## GOAL
Count the lines in the rows below that contain the string "backpack", where uppercase and lowercase letters are treated as different. Reply with the number alone.
--------------------------------------------------
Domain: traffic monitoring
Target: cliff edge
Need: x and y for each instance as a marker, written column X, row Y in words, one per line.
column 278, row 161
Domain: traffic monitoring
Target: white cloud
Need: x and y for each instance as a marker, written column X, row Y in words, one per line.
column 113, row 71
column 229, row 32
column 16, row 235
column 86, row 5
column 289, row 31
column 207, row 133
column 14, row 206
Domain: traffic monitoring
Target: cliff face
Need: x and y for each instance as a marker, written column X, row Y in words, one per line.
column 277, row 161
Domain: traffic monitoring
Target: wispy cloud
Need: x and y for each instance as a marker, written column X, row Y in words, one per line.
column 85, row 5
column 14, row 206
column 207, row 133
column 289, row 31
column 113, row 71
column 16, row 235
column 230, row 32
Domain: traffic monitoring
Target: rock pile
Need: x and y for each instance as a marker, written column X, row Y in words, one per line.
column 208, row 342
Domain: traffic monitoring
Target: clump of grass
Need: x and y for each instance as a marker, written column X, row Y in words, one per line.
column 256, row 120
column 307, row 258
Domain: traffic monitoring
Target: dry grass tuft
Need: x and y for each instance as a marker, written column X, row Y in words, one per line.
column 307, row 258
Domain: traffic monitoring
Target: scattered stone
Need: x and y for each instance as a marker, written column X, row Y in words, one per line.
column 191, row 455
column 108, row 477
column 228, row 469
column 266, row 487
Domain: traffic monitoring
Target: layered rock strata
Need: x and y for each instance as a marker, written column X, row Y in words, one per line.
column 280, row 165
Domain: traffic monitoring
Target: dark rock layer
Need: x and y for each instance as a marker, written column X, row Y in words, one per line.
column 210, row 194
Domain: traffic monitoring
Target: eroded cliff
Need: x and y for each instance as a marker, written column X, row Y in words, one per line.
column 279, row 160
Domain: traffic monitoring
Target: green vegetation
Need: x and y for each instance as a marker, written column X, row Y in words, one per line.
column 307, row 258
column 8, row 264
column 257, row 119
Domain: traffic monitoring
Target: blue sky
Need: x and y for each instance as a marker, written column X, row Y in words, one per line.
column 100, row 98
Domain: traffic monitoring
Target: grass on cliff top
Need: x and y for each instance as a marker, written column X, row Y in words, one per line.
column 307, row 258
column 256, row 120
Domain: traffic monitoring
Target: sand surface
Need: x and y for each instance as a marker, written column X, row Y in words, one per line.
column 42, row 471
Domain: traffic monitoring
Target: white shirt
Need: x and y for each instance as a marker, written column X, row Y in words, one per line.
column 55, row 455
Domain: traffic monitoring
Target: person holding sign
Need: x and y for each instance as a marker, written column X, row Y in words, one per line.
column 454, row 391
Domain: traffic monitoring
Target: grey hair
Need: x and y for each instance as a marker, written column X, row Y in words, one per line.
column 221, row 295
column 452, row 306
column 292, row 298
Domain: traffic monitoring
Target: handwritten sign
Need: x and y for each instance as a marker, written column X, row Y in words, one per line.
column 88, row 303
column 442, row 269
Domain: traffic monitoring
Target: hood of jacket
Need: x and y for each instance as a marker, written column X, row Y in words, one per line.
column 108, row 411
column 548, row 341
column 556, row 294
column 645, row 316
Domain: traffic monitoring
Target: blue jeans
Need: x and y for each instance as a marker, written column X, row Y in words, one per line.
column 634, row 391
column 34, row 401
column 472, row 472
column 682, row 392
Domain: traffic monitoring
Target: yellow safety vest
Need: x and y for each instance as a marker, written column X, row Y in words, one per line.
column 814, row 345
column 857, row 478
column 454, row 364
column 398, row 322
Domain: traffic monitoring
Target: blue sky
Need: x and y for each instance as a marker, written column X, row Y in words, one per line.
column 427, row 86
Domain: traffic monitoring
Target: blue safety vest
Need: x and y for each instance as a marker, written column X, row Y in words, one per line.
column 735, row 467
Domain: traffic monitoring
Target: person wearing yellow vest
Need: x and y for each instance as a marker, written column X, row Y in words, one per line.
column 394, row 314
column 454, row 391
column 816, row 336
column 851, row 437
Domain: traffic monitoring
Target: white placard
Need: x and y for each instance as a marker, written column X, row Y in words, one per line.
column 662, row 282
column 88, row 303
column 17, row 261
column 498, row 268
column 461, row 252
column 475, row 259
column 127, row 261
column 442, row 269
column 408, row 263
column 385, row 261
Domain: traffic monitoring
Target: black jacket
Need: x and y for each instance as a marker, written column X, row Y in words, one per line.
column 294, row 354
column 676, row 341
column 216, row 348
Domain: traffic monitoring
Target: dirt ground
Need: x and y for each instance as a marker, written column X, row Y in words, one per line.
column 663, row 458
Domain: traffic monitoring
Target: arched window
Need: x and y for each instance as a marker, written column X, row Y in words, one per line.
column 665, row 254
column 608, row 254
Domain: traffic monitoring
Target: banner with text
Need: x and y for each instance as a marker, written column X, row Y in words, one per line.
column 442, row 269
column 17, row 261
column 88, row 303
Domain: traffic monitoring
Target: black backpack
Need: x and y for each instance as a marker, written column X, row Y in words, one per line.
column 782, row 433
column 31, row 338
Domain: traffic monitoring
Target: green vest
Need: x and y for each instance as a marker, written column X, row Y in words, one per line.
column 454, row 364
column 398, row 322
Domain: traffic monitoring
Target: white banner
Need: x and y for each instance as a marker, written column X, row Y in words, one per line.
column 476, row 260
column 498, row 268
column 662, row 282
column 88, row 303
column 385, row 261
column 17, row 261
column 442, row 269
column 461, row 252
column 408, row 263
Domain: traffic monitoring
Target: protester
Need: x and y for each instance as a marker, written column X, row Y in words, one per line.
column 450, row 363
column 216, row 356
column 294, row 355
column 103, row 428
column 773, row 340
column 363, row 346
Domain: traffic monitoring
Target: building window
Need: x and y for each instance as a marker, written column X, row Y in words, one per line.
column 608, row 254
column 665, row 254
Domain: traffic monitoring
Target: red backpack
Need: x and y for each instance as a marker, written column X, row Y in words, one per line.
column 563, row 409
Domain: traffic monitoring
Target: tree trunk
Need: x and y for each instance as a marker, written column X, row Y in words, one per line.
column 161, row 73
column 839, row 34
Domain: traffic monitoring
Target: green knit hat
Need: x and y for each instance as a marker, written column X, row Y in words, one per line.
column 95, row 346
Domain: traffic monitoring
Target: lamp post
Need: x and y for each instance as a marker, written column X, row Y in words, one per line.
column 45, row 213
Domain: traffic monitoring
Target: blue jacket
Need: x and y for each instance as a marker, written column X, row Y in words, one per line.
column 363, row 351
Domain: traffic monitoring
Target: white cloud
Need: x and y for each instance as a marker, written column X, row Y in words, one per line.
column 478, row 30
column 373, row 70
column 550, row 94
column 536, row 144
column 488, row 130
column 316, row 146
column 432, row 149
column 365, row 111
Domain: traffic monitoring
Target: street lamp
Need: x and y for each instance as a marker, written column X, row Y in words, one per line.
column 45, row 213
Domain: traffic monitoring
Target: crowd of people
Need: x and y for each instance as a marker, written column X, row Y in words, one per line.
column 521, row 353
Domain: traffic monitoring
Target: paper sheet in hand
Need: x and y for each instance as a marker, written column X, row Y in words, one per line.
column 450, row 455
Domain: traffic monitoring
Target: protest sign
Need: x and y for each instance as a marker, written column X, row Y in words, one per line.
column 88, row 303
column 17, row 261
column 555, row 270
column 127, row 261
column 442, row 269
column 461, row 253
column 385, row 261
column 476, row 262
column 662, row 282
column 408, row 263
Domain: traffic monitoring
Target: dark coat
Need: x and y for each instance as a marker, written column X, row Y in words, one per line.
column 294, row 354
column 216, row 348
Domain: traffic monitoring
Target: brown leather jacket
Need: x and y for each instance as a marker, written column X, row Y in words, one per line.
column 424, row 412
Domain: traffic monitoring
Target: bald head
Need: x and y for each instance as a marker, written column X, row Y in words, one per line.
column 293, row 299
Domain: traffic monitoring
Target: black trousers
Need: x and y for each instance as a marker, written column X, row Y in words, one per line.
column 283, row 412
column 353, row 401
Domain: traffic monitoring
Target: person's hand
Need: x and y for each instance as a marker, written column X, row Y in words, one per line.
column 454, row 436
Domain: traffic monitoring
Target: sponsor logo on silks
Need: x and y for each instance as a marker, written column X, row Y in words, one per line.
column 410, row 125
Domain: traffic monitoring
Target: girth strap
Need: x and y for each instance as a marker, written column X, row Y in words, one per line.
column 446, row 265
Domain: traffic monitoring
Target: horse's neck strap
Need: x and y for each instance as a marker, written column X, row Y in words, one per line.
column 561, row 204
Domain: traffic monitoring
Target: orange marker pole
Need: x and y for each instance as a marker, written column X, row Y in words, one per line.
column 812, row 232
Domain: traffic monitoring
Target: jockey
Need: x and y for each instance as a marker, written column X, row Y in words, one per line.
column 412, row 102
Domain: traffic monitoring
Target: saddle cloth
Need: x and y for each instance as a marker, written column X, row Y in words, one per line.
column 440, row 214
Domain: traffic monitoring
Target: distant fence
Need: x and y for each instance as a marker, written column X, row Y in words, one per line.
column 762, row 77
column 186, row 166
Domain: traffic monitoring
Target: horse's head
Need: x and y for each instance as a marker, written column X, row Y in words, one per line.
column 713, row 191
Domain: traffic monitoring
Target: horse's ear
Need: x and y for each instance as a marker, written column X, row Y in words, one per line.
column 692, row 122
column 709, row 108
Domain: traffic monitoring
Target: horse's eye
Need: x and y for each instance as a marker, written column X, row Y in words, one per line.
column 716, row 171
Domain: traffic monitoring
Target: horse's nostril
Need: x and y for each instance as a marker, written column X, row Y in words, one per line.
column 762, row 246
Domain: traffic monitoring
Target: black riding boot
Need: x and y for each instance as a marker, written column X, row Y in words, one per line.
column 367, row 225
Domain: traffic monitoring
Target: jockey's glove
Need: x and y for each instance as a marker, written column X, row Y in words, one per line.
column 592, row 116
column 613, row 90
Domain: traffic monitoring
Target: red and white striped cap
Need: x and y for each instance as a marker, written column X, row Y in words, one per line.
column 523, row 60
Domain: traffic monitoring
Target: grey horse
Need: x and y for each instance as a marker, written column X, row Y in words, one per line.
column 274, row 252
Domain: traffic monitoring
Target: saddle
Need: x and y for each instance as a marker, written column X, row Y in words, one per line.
--------------------------------------------------
## EXERCISE OUTPUT
2